--- TEKS YANG DISEDIAKAN ---
━━━━━━━━━━━━━━━━

7 Mei 2022. De Kils Difa mengirim inbox di akun twitter saya.
Sekitar pukul 16:29 WIB, mas Jati Kumoro dikabarkan telah berpulang ke rahmatullah. Anak perempuannya yang mengabarkan. Satu pesan panjang menjelaskan kondisi kesehatan mas Jati yang terus menurun. Kondisi yang kompleks dan berat.
Kabar ini bikin saya terkejut dan bersedih. Saya memang masih memendam keinginan bertemu langsung dengan mas Jati di Kotagede, Yogyakarta. Sebelum pandemi merebak, saya pernah berada di Yogya, membuat janjian, namun belum bisa bertemu di hari itu. Saya berharap di suatu hari kelak.
Sebelum mas Jati wafat, saya pernah berada satu grup WA. Tapi belakangan saya merasa harus membatasi diri dengan dinamika informasi dan percakapan di grup-grup WA. Seperti menanggung perasaan lelah. Selain pertanyaan, apa fungsi saya di situ, hiks.

━━━━━━━━━━━━━━━━

--- Item dari sumber data ---
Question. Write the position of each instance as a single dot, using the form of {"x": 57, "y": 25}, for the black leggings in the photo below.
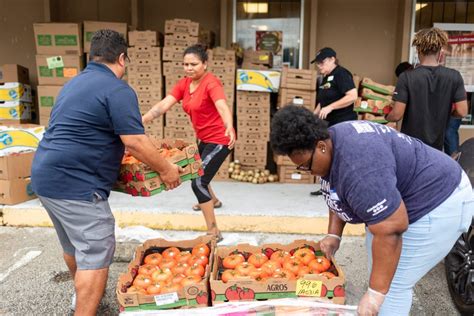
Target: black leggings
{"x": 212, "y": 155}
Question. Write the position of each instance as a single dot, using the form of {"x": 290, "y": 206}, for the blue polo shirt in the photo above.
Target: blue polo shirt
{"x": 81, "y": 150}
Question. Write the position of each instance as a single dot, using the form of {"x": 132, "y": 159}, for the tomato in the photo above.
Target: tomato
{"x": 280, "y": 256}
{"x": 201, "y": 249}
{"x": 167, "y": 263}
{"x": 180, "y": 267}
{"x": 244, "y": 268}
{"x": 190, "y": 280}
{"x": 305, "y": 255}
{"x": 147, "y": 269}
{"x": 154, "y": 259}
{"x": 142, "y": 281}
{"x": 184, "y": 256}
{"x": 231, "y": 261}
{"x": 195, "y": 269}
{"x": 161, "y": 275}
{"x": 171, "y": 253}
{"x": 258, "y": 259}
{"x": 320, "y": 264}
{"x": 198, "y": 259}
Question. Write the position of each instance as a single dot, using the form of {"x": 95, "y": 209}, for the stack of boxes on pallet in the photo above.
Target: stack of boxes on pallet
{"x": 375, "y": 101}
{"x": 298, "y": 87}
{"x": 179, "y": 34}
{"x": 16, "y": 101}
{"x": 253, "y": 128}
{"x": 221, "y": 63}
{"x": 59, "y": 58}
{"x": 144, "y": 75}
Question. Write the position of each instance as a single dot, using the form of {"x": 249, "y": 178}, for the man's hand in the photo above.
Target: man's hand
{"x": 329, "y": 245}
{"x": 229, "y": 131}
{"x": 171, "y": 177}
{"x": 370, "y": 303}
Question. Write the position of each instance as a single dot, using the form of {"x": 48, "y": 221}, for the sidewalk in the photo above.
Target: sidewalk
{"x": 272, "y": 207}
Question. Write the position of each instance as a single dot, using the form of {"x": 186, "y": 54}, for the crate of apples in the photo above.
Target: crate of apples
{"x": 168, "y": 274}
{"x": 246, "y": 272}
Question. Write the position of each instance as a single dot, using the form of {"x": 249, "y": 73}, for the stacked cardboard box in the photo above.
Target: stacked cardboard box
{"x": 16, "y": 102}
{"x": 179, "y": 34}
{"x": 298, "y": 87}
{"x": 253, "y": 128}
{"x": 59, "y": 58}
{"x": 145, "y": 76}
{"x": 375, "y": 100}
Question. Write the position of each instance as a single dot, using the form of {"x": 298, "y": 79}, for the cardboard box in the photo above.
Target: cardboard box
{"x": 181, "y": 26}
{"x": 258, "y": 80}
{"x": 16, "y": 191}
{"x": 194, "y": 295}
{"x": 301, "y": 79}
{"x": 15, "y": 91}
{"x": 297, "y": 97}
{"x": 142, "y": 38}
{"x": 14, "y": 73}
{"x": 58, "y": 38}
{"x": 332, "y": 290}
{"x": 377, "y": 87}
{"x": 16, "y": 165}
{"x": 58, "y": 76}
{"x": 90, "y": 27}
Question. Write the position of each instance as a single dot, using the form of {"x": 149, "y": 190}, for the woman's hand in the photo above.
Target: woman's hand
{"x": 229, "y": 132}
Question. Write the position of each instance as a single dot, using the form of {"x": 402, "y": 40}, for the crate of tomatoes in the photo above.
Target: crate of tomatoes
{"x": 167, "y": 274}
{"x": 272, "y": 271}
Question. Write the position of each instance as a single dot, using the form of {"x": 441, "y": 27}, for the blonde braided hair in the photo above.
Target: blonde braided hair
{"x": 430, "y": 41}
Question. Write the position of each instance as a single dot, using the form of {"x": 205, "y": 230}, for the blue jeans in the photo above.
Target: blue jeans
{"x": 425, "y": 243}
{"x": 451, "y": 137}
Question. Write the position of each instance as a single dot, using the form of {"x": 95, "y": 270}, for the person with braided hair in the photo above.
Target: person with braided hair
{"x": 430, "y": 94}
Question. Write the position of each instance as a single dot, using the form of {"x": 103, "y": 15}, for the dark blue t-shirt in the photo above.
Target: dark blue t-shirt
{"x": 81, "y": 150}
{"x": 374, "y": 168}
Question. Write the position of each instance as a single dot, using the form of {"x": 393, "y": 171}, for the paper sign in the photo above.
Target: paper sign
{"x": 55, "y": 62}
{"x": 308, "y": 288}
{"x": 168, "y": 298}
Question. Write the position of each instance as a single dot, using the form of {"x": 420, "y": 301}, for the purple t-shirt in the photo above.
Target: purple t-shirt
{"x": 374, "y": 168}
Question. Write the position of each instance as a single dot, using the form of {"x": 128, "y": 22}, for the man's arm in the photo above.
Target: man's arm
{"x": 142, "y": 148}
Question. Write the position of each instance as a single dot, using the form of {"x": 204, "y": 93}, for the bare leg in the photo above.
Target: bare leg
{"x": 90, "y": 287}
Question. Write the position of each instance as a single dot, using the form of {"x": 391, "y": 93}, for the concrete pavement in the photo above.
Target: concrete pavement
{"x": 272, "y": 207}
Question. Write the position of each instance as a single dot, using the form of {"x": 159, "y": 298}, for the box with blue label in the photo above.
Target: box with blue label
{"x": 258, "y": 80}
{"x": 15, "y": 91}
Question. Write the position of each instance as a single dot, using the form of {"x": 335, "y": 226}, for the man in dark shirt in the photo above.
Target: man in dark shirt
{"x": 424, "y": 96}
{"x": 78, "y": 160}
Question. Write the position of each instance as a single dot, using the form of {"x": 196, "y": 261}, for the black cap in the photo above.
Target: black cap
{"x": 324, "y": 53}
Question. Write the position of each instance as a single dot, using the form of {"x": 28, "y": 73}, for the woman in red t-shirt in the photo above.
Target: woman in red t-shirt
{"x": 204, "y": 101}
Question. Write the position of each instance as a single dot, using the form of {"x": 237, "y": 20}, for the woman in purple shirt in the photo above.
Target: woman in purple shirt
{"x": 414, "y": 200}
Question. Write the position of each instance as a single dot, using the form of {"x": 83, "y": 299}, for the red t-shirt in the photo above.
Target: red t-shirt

━━━━━━━━━━━━━━━━

--- TUGAS LATIHAN ---
- A) Menurut teks tentang kepergian mas Jati Kumoro, mengapa penulis belakangan merasa harus membatasi diri dari grup-grup WA? Jelaskan dalam satu sampai tiga kalimat.
- B) Tuliskan ulang secara persis bagian teks tentang kepergian mas Jati Kumoro antara "Sekitar pukul 16:29" dan "di situ, hiks.", termasuk kedua bagian itu.
Baris-baris data itu sama sekali tidak dipakai dalam tugas ini.

--- JAWABAN PER NOMOR ---
- A) Penulis merasa harus membatasi diri dari dinamika informasi dan percakapan di grup-grup WA karena hal itu terasa seperti menanggung perasaan lelah. Selain itu, penulis juga mempertanyakan apa fungsinya di grup tersebut.

- B)
Sekitar pukul 16:29 WIB, mas Jati Kumoro dikabarkan telah berpulang ke rahmatullah. Anak perempuannya yang mengabarkan. Satu pesan panjang menjelaskan kondisi kesehatan mas Jati yang terus menurun. Kondisi yang kompleks dan berat.
Kabar ini bikin saya terkejut dan bersedih. Saya memang masih memendam keinginan bertemu langsung dengan mas Jati di Kotagede, Yogyakarta. Sebelum pandemi merebak, saya pernah berada di Yogya, membuat janjian, namun belum bisa bertemu di hari itu. Saya berharap di suatu hari kelak.
Sebelum mas Jati wafat, saya pernah berada satu grup WA. Tapi belakangan saya merasa harus membatasi diri dengan dinamika informasi dan percakapan di grup-grup WA. Seperti menanggung perasaan lelah. Selain pertanyaan, apa fungsi saya di situ, hiks.